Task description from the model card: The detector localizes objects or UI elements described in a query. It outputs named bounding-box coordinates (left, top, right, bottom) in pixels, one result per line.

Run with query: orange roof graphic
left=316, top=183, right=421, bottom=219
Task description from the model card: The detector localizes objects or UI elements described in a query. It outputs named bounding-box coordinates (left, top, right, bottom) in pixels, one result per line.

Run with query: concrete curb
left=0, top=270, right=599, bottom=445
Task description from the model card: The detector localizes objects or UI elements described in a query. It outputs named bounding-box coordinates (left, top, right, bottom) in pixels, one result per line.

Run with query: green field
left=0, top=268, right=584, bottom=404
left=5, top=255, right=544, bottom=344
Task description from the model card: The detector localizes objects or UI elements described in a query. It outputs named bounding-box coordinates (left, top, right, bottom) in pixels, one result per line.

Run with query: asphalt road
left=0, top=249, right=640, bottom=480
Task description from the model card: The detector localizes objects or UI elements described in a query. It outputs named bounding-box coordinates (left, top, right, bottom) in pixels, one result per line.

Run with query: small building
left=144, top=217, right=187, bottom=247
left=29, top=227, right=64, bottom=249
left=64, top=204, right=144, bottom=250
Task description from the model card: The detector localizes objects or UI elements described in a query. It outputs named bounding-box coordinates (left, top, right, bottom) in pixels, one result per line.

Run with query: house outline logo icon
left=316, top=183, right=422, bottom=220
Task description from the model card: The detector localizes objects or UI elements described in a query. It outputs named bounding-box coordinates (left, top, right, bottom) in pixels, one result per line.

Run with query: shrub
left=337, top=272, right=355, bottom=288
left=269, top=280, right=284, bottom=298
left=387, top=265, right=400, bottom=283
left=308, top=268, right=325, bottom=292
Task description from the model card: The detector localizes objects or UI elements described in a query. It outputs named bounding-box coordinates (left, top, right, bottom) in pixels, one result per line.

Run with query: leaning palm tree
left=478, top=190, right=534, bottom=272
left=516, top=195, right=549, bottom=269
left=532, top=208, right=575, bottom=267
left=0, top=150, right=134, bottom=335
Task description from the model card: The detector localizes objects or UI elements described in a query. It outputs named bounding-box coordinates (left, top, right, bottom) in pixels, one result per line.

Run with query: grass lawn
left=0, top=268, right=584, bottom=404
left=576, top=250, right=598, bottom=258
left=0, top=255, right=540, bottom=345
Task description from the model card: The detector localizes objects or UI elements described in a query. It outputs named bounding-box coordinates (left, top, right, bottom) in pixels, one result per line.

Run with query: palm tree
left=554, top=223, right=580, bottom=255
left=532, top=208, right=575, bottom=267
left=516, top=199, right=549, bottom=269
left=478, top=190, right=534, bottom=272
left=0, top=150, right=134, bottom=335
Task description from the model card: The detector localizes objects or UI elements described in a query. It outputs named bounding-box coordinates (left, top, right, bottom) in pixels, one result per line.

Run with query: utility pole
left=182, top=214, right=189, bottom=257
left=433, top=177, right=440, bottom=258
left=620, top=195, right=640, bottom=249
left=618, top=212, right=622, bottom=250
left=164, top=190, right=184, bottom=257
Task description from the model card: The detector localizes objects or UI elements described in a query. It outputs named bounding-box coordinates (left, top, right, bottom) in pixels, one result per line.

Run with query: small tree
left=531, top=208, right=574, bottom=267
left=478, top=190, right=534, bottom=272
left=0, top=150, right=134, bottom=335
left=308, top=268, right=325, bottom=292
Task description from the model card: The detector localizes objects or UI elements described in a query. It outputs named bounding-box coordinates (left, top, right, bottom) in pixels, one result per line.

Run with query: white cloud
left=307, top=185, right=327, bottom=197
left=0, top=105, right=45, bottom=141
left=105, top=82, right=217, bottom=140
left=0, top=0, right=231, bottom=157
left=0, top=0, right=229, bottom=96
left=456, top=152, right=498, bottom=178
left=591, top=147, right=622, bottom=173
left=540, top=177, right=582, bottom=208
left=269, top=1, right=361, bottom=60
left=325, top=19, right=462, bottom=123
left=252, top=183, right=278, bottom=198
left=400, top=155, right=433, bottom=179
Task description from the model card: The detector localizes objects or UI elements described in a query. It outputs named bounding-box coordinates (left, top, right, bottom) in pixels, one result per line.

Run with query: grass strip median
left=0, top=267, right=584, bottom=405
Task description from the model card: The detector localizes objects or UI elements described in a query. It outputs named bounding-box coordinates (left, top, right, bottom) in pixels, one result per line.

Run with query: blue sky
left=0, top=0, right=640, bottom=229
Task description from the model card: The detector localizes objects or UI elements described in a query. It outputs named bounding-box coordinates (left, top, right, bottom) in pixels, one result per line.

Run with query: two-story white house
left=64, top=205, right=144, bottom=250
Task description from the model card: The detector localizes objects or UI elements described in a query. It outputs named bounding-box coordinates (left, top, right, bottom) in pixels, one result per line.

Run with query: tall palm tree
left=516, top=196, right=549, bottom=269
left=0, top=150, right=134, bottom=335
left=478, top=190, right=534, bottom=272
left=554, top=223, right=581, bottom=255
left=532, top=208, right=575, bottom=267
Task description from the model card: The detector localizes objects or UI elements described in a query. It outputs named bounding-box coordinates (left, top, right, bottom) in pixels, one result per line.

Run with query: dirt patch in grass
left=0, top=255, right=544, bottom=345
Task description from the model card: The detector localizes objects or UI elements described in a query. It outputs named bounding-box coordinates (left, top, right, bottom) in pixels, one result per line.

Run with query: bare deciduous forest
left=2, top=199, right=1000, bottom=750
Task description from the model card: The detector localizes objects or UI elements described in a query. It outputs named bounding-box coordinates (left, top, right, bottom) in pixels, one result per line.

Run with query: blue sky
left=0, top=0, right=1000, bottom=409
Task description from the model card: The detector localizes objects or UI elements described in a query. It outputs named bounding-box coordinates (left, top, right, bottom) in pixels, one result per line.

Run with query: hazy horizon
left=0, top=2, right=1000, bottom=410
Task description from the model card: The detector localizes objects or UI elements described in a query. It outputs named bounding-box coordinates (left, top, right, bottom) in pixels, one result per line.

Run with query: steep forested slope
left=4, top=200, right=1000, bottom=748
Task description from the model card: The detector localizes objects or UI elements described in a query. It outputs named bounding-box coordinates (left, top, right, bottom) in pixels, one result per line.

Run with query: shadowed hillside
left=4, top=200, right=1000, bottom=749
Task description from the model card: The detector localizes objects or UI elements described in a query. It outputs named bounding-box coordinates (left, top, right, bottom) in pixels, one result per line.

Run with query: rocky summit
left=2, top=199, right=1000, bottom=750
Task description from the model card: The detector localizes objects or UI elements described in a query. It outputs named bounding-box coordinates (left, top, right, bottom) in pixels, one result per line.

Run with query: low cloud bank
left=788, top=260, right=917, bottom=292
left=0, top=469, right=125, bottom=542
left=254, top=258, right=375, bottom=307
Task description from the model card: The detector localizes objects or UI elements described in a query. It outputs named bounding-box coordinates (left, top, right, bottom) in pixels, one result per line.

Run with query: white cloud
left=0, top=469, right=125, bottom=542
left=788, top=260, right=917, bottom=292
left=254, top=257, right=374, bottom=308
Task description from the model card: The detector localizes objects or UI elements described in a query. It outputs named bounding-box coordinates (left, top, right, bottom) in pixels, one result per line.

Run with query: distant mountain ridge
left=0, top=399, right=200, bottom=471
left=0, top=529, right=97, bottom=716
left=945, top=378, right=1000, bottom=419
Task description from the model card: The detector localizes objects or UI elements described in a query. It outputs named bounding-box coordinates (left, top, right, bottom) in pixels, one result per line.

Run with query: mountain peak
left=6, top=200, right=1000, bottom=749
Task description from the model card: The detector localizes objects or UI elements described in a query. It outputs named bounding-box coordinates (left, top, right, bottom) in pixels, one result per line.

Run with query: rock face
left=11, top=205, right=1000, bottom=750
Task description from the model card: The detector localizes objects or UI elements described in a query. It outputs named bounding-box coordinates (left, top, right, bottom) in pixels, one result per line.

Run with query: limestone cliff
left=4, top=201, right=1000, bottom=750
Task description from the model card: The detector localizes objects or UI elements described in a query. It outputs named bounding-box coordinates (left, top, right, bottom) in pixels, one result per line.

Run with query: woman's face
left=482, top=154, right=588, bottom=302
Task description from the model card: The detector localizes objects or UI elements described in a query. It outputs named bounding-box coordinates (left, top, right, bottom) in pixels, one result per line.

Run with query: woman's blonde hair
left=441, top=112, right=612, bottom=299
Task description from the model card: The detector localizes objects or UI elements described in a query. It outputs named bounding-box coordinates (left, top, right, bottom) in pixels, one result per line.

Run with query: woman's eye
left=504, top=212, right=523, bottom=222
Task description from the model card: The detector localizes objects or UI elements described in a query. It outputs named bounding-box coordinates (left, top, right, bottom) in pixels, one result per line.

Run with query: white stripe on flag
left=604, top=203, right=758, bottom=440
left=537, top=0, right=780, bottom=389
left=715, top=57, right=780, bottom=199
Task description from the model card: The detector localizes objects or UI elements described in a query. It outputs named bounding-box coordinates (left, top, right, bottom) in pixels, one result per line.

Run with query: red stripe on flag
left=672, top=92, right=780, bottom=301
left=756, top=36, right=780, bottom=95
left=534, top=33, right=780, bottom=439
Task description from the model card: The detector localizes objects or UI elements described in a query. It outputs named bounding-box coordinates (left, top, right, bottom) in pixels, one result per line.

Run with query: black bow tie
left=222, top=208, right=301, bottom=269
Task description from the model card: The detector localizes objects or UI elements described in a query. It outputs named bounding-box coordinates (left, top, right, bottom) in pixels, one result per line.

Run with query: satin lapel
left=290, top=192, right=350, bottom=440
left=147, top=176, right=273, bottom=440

•••••

■ Aim of the task
Rewrite the rows from the start of the rows through the line containing "left=316, top=183, right=421, bottom=219", renaming "detector" to "locator" and leaving everything else unchanged.

■ Finished exercise
Task description from the model card: The locator localizes objects or UI elements described in a query. It outputs named bounding-box coordinates (left, top, right, bottom) in pixels, one result per line.

Run with query: orange roof graphic
left=316, top=183, right=421, bottom=219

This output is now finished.